[Requirements]
Your job is to restate each entry word for word.

───── Records for this exercise ─────

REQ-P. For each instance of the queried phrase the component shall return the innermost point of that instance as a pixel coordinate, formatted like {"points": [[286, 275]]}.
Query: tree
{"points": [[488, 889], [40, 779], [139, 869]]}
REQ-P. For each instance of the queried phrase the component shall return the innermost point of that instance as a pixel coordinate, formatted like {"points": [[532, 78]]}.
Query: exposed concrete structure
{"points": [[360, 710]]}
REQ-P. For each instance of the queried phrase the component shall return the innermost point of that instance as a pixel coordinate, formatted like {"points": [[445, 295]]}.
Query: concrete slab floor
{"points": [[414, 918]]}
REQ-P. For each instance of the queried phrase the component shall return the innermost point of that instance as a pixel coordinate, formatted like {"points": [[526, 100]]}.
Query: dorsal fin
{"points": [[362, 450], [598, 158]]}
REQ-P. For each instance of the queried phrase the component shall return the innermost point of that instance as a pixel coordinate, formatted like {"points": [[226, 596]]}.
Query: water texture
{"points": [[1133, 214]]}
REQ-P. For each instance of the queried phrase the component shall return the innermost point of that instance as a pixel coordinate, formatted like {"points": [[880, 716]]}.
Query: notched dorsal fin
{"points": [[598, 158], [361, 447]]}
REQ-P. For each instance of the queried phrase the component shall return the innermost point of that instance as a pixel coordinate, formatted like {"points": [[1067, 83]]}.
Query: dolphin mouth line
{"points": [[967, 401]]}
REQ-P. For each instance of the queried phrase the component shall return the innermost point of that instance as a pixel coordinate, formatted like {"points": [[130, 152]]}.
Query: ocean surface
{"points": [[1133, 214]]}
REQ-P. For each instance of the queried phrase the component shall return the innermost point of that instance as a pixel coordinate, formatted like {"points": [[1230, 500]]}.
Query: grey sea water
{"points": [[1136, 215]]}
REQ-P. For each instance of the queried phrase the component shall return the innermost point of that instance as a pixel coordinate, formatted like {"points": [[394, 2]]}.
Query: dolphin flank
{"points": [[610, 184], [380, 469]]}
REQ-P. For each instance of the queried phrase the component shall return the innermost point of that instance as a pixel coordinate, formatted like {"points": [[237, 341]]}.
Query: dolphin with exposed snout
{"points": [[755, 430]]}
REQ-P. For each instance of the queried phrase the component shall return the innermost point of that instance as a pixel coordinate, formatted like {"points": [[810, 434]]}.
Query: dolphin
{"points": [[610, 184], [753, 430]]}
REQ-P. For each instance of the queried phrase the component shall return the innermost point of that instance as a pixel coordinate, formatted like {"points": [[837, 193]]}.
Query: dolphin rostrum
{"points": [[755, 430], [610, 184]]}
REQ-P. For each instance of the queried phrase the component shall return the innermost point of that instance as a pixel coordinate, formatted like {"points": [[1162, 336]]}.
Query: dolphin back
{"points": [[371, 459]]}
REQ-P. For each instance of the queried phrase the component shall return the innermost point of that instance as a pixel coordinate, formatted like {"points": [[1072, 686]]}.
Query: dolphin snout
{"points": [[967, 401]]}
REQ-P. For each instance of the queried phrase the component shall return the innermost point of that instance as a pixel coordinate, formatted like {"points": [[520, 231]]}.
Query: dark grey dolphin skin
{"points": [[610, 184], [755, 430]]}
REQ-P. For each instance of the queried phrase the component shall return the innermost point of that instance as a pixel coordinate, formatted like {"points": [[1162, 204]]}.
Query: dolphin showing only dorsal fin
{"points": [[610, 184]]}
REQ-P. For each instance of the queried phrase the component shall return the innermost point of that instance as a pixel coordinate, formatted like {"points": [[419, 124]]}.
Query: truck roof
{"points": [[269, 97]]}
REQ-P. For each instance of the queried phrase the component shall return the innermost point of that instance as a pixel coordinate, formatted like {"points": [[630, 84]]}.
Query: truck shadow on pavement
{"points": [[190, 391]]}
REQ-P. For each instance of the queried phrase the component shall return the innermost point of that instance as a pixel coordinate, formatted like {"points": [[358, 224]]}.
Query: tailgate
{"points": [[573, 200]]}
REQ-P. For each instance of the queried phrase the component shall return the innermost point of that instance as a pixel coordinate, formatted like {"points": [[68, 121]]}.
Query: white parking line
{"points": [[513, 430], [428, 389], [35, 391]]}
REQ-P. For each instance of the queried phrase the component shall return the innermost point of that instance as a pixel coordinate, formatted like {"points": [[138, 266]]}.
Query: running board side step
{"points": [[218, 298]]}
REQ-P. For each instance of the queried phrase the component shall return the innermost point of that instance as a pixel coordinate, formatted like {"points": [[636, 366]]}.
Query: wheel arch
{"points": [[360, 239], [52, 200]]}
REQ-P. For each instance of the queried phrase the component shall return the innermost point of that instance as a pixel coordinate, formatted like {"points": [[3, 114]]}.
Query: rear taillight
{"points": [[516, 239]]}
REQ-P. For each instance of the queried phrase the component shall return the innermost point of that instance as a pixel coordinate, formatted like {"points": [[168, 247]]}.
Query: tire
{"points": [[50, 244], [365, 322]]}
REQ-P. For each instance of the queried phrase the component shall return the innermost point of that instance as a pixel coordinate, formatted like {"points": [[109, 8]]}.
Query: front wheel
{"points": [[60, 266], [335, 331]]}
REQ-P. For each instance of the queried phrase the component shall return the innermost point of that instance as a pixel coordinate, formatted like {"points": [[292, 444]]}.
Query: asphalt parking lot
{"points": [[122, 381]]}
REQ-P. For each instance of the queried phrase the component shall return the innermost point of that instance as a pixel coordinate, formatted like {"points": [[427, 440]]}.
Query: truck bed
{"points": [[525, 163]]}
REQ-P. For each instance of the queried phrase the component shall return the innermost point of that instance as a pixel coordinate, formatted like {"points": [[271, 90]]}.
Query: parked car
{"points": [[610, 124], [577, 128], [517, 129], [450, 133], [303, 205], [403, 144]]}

─────

[The result]
REQ-P. For each instance of the queried phrase the component shall return the innermost point of that instance as a pixel coordinate, formatted like {"points": [[286, 275]]}.
Query: tree
{"points": [[488, 889], [40, 779], [139, 869]]}
REQ-P. For each instance of the queried phrase the component shall return the innermost point of that instance as a pixel coordinate, formatted like {"points": [[532, 78]]}.
Query: exposed concrete structure
{"points": [[360, 710]]}
REQ-P. For each instance of the queried phrase the component shall return the innermost point of that instance as a pixel coordinate, formatted like {"points": [[445, 295]]}.
Query: concrete slab floor
{"points": [[414, 918]]}
REQ-P. For each instance of the queried phrase the component shall return the innermost point of that instance as a pixel coordinate, formatted like {"points": [[526, 100]]}.
Query: dorsal fin
{"points": [[362, 450], [598, 158]]}
REQ-P. For each instance of the queried phrase the component shall return the innermost point of that instance as a pixel coordinate, formatted like {"points": [[226, 596]]}.
Query: water texture
{"points": [[1133, 214]]}
REQ-P. For each instance of the queried phrase the component shall return the innermost point of that instance as a pixel coordinate, formatted like {"points": [[880, 716]]}.
Query: notched dorsal fin
{"points": [[598, 158], [361, 447]]}
REQ-P. For each instance of the queried phrase the component shall return the innermost point of that instance as a pixel coordinate, formatted like {"points": [[1067, 83]]}.
Query: dolphin mouth line
{"points": [[967, 401]]}
REQ-P. For each instance of the queried phrase the component shall return the innermost point of that instance as a pixel coordinate, formatted like {"points": [[130, 152]]}.
Query: ocean surface
{"points": [[1133, 214]]}
REQ-P. For each instance of the queried phrase the component shall return the innermost point of that instance as a pixel coordinate, formatted like {"points": [[1230, 500]]}.
Query: grey sea water
{"points": [[1136, 215]]}
REQ-P. For each instance of the queried phrase the component shall return the innermost point of that instance as a pixel coordinate, formatted like {"points": [[394, 2]]}.
Query: dolphin flank
{"points": [[610, 184], [380, 469]]}
REQ-P. For each instance of the queried phrase the component shall return the innermost point of that instance as a pixel coordinate, formatted like {"points": [[237, 341]]}.
Query: dolphin with exposed snout
{"points": [[755, 430]]}
REQ-P. For each instance of the queried phrase the component shall return the innermost point of that instance as a pixel coordinate, formatted like {"points": [[810, 434]]}.
Query: dolphin
{"points": [[610, 184], [753, 430]]}
REQ-P. For each instance of the queried phrase the component shall return the innermost point of that instance as a pixel coordinate, formatted like {"points": [[837, 193]]}.
Query: dolphin rostrum
{"points": [[755, 430], [610, 184]]}
REQ-P. For each instance of the queried phrase the component shall return the innermost point of that instance as a pixel coordinate, formatted like {"points": [[1162, 336]]}.
Query: dolphin back
{"points": [[371, 459]]}
REQ-P. For each instance of the queried phrase the component shall return the innermost point of that instance as a pixel coordinate, formatted like {"points": [[1072, 686]]}.
Query: dolphin snout
{"points": [[967, 401]]}
REQ-P. For each instance of the queried phrase the component shall return the innermost point of that instance as a pixel coordinate, formatted like {"points": [[520, 231]]}.
Query: dark grey dolphin skin
{"points": [[610, 184], [755, 430]]}
REQ-P. For each instance of the queried phrase the component shall return the innermost point of that instance as a pixel coordinate, formatted like {"points": [[1162, 204]]}.
Query: dolphin showing only dorsal fin
{"points": [[610, 184]]}
REQ-P. For each instance of the queried phrase the component shall return the innermost point of that instance as a pixel coordinate, formatted like {"points": [[419, 124]]}.
Query: truck roof
{"points": [[269, 97]]}
REQ-P. For each instance of the queried phrase the component shall return the innermost point of that instance as a pixel coordinate, formatted like {"points": [[630, 84]]}.
Query: truck shadow on pavement
{"points": [[190, 391]]}
REQ-P. For each instance of the queried phrase the component shall return the innermost point of that instance as a pixel coordinate, formatted like {"points": [[358, 224]]}.
Query: tailgate
{"points": [[573, 200]]}
REQ-P. For each instance of the queried phrase the component shall return the innermost point of that instance as a pixel coordinate, formatted like {"points": [[68, 121]]}.
Query: white parking line
{"points": [[513, 430], [428, 389], [35, 391]]}
REQ-P. For each instance of the queried phrase the component shall return the innermost point of that instance as a pixel coordinate, formatted like {"points": [[138, 266]]}.
Query: running board side step
{"points": [[218, 298]]}
REQ-P. For each instance of the queried phrase the component shall return the innermost point of that instance as a pixel coordinate, formatted like {"points": [[636, 366]]}.
Query: wheel arch
{"points": [[360, 239], [52, 200]]}
REQ-P. For each instance of the queried phrase the component shall return the innermost point of that instance as a pixel coordinate, formatted like {"points": [[3, 114]]}.
Query: rear taillight
{"points": [[516, 239]]}
REQ-P. For each instance of the queried phrase the component shall return the innermost point of that instance as a pixel coordinate, formatted like {"points": [[168, 247]]}.
Query: tire
{"points": [[50, 244], [365, 322]]}
REQ-P. For each instance of the queried phrase the component shall return the innermost point of that instance as a pixel coordinate, formatted like {"points": [[109, 8]]}.
Query: front wheel
{"points": [[60, 266], [335, 331]]}
REQ-P. For each instance of the queried phrase the component shall return the innermost point of that instance as a pixel coordinate, formatted like {"points": [[292, 444]]}.
Query: asphalt parking lot
{"points": [[122, 381]]}
REQ-P. For each instance of the queried phrase the component shall return the innermost point of that instance as a pixel coordinate, formatted like {"points": [[427, 440]]}.
Query: truck bed
{"points": [[525, 163]]}
REQ-P. For each instance of the queried phrase the component shall return the innermost point of that instance as a pixel coordinate, formatted like {"points": [[271, 90]]}.
Query: parked car
{"points": [[610, 124], [577, 128], [517, 129], [450, 133], [303, 205], [403, 144]]}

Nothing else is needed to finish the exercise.